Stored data
::::::

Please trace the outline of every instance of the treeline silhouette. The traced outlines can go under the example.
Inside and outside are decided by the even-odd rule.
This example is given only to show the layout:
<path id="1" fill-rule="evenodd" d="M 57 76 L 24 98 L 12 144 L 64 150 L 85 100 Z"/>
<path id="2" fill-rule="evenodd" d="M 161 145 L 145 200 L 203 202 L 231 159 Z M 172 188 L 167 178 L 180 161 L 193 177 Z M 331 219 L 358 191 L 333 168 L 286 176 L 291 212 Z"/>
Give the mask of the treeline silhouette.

::::::

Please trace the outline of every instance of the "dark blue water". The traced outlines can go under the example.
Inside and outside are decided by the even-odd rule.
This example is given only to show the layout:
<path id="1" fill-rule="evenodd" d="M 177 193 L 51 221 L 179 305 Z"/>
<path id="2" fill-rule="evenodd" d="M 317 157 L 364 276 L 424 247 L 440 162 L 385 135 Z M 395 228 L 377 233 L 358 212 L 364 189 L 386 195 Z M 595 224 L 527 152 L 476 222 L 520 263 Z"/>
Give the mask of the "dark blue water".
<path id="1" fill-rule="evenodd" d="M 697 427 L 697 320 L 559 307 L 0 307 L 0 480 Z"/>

::::::

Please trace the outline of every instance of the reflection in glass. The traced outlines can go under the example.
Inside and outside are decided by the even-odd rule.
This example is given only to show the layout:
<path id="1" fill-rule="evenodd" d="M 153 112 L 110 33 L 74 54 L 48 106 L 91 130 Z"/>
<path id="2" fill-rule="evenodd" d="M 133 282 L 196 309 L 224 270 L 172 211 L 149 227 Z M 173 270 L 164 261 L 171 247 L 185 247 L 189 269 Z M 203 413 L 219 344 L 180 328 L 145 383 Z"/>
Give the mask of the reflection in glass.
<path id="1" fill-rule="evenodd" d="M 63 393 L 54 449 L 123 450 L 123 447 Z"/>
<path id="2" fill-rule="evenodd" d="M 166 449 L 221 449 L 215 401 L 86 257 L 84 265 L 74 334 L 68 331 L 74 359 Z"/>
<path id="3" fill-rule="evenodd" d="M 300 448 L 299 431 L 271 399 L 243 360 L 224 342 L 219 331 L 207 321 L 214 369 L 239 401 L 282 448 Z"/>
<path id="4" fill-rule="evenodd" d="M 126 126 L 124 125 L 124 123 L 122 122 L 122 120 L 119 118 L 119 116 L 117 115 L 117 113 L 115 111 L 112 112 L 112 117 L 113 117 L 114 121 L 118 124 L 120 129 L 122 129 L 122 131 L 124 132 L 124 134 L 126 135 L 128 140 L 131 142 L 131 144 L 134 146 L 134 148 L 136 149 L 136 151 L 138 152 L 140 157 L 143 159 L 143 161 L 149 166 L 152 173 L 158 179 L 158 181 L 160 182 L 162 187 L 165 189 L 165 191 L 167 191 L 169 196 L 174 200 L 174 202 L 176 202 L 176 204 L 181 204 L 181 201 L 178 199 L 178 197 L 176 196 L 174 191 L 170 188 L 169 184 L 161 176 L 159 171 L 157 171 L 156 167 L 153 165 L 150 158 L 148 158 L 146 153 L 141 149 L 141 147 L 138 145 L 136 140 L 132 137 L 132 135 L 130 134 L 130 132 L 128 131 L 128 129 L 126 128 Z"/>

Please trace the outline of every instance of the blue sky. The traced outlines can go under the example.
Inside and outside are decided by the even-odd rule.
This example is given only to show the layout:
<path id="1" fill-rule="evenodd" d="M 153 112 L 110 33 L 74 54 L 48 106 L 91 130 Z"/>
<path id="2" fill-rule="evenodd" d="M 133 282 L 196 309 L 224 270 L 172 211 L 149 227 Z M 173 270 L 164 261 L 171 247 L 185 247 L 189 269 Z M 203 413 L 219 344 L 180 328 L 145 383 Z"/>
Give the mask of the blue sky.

::::::

Respond with nothing but the number of lines in the entries that contain the string "Please".

TASK ANSWER => 4